$500 million indoor sport and aquatics centre to open in Christchurch next month


$500 million indoor sport and aquatics centre to open in Christchurch next month

The country's biggest indoor sport and aquatics centre will open to the public in Christchurch next month.

People will be able to whizz down a hydroslide, shoot some hoops or relax in a sauna at Parakiore on Moorhouse Avenue from 5.30am on 17 December.

Christchurch mayor Phil Mauger said the Crown officially handed Parakiore to the city council on 31 October, followed by a fit-out, testing and commissioning process.

"It's certainly been a long road but I know the whole team is thrilled to be preparing for the first event, and then opening the doors to the public," he said.

A formal ceremony will take place on 9 December before Parakiore hosts swimming and basketball competitions for the Special Olympics National Summer Games from 10-14 December, Mauger said.

"It's fitting that such a fantastic event will be the first to make use of the new world-class facility.

"Once we've packed up the Special Olympics and made sure everything is shipshape, the gym, pools, hydroslides and community courts will all be open for public use."

--------------------

# [Complete the following]
1 > In the Parakiore article, shorten the paragraph beginning "A formal ceremony will take place" while keeping its main facts.
2 > Retype a passage of the Parakiore article word for word. Begin at the words "The country's biggest" and stop after "December, Mauger said.".
The material after this is separate from the Parakiore article.

# [Recorded information]
--------------------

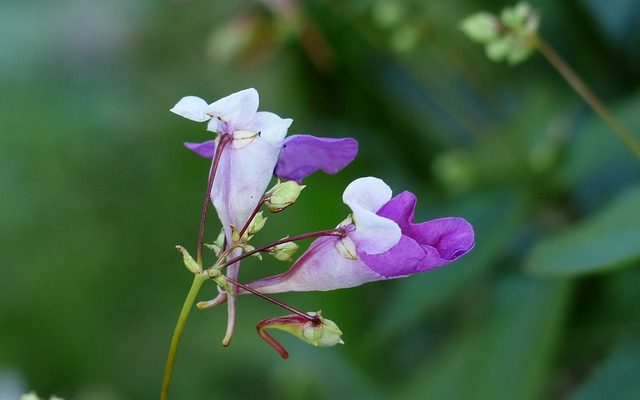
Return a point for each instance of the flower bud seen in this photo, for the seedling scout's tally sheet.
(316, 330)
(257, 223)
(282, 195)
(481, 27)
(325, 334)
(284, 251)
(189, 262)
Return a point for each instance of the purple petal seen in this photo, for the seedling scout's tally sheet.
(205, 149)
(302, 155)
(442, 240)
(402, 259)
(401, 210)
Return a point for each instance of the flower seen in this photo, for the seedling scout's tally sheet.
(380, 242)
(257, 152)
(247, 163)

--------------------

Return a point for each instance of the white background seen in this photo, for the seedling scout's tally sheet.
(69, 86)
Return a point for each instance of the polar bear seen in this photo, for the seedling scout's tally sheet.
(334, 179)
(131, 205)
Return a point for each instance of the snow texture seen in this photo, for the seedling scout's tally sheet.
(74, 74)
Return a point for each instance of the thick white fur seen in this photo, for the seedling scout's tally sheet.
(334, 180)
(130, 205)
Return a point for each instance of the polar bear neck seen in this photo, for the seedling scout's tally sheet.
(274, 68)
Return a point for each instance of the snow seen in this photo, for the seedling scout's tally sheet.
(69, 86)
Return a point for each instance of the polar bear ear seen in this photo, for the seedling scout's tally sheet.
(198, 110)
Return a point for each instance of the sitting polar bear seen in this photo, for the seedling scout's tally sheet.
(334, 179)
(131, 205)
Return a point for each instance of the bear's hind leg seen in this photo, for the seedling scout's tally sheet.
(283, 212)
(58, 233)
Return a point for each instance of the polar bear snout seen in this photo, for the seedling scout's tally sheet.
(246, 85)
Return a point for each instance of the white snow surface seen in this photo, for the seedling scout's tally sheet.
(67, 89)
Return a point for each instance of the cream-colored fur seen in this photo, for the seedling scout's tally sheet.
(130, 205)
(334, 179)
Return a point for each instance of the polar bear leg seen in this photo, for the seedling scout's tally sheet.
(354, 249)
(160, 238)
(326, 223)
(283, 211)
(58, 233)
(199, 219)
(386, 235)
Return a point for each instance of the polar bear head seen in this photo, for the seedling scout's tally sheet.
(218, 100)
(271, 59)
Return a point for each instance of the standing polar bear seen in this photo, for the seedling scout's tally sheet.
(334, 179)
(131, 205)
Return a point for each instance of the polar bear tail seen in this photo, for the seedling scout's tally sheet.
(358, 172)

--------------------

# [Outputs for the tasks]
1 > Mauger said a formal ceremony is set for 9 December. Parakiore will then host the Special Olympics National Summer Games swimming and basketball competitions from 10-14 December.

2 >
The country's biggest indoor sport and aquatics centre will open to the public in Christchurch next month.

People will be able to whizz down a hydroslide, shoot some hoops or relax in a sauna at Parakiore on Moorhouse Avenue from 5.30am on 17 December.

Christchurch mayor Phil Mauger said the Crown officially handed Parakiore to the city council on 31 October, followed by a fit-out, testing and commissioning process.

"It's certainly been a long road but I know the whole team is thrilled to be preparing for the first event, and then opening the doors to the public," he said.

A formal ceremony will take place on 9 December before Parakiore hosts swimming and basketball competitions for the Special Olympics National Summer Games from 10-14 December, Mauger said.